> _OBJECTIVES_
a – Transcribe, word for word, the passage of the supply management roadmap post that starts at the words "In part I.i, we" and ends after "Supply Management journey.".
b – Go on writing the supply management roadmap post, picking up right after its last sentence.

Monthly Archives: May 2011

Straight to the Bottom Line: Part I.ii – A Roadmap to Successful Supply Management

In part I.i, we reviewed the introduction to Bob & Doug’s (& Michael & Shelley’s) classic Straight to the Bottom Line: An Executive’s Roadmap to World Class Supply Management in anticipation of Bob and Bob’s new text on Next Level Supply Management Excellence: Your Straight to the Bottom Line Roadmap which is coming out next month on June 28. We’re doing this because, even if you have read it, it doesn’t hurt to read it again and brush up on the foundations before starting your Next Level Supply Management journey.

The authors outline a seven-step process to get from where the organization is to where it needs to be that starts with goals and ends with transformation. And it goes something like this:

1. The Right Goals

The right goals are SMART: specific, measurable, attainable, relevant, and time-sensitive and they must focus on real cost savings and value generation, not the cost per purchase order processed or the cost per FTE (which are tactical and send the wrong message — especially in the latter case as Hackett data demonstrates that world-class Procurement organizations tend to have the highest costs per FTE).

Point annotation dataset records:
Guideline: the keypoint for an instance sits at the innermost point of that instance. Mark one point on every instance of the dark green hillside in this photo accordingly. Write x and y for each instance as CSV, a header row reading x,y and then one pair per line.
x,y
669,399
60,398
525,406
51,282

> _RESULTS OF THE TASKS_
a –
In part I.i, we reviewed the introduction to Bob & Doug’s (& Michael & Shelley’s) classic Straight to the Bottom Line: An Executive’s Roadmap to World Class Supply Management in anticipation of Bob and Bob’s new text on Next Level Supply Management Excellence: Your Straight to the Bottom Line Roadmap which is coming out next month on June 28. We’re doing this because, even if you have read it, it doesn’t hurt to read it again and brush up on the foundations before starting your Next Level Supply Management journey.

b –
Targets should be mid-term, and not immediate, as true value comes from transformation, not one-time savings from a reverse auction because the supply-demand dynamics temporarily shifted in your favor. The authors recommend three-to-five year cost reduction targets that are mutually owned by Procurement, Manufacturing, Engineering, R&D, IT, and/or Finance as true transformation requires significant, up-front, investment in capital, brainpower, and personal commitment. However, considering that some organizations have seen 50:1 ROIs, the up-front preparation and investment will be worth it. In addition, the organization should start with three-to-five initiatives at first, and then add more only when the first set are under control. And it should avoid following in the footsteps of Jack Welch or Ignacio Lopez de Arriortua whose hard-nosed approach to cost reduction ultimately backfired in the end.

2. Process Integration

Competition is no longer company-to-company but supply chain -to- supply chain. As a result, a loosely coordinated group of companies focussed on the optimization of their individual objectives can not possibly compete with a supply chain operating as a team. A successful supply chain integrates each element of supply, design, production and distribution end-to-end. All of the stakeholders, both internal and external to the company, need to be involved in design and delivery. This is why its so important to have partnerships with strategic suppliers focussed on mutual benefit, and not arms-length hostile arrangements that result from a focus on hardball negotiations and perpetual price reductions on the supply side.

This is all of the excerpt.